━━ TEXT PROVIDED ━━

Witney Museum & Historical Society
Dates for Your Diary
Our programme for 2014 continues with the following talks, all held in the Wesley Room of the High Street Methodist Church at 7.30 pm.
All members and visitors welcome.
Tuesday 18th February
“The Dating of King Arthur’s Round Table”
by Ian Gourlay
Tuesday 18th March
“Oxfordshire Light Infantry in New Zealand – Local Connections”
by Stanley C Jenkins
Tuesday 15th April
“Tales of Wychwood Forest”
by Christine Bloxham
Tuesday 15th May
by Brian Lowe
Join the Conversation
What impact can a local authority’s support for culture have on its community?
In times of continued austerity, there is a temptation for local authorities to cut cultural, museum and arts funding from their budget as has been the case in so many towns and villages. But in doing so local authorities fail to recognise the economic and social values of the arts.
A strong cultural presence makes residents proud of where they are from or where they now live. It can transform a community and regenerate an area. The arts have a progressive impact on people’s wellbeing through community empowerment and social cohesion.

━━━
━━ DATA SECTION ━━

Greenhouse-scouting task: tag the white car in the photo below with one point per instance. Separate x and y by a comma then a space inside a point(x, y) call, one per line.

━━━
━━ DATA SECTION ━━

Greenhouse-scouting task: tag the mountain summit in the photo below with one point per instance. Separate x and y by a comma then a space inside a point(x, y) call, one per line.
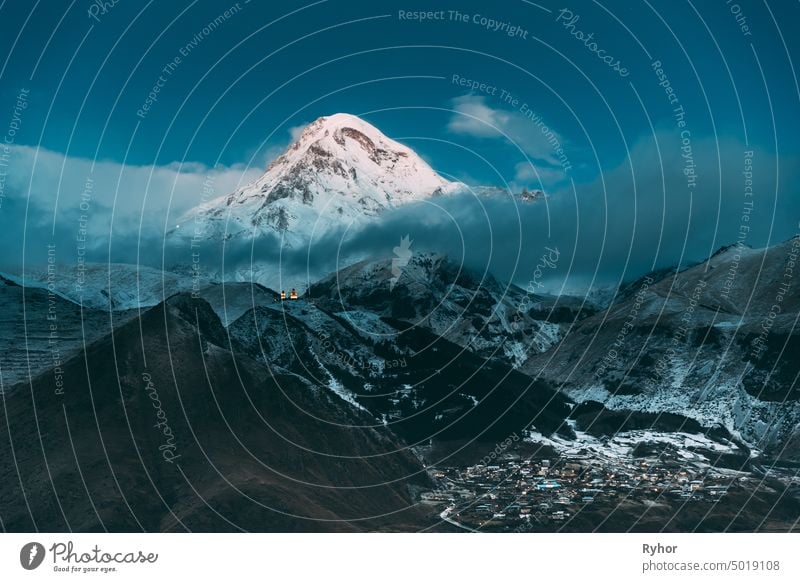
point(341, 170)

━━━

→ TASK
Return everything in the Witney Museum & Historical Society text from "All members and" down to "on its community?", copied word for word.

→ EXERCISE OUTPUT
All members and visitors welcome.
Tuesday 18th February
“The Dating of King Arthur’s Round Table”
by Ian Gourlay
Tuesday 18th March
“Oxfordshire Light Infantry in New Zealand – Local Connections”
by Stanley C Jenkins
Tuesday 15th April
“Tales of Wychwood Forest”
by Christine Bloxham
Tuesday 15th May
by Brian Lowe
Join the Conversation
What impact can a local authority’s support for culture have on its community?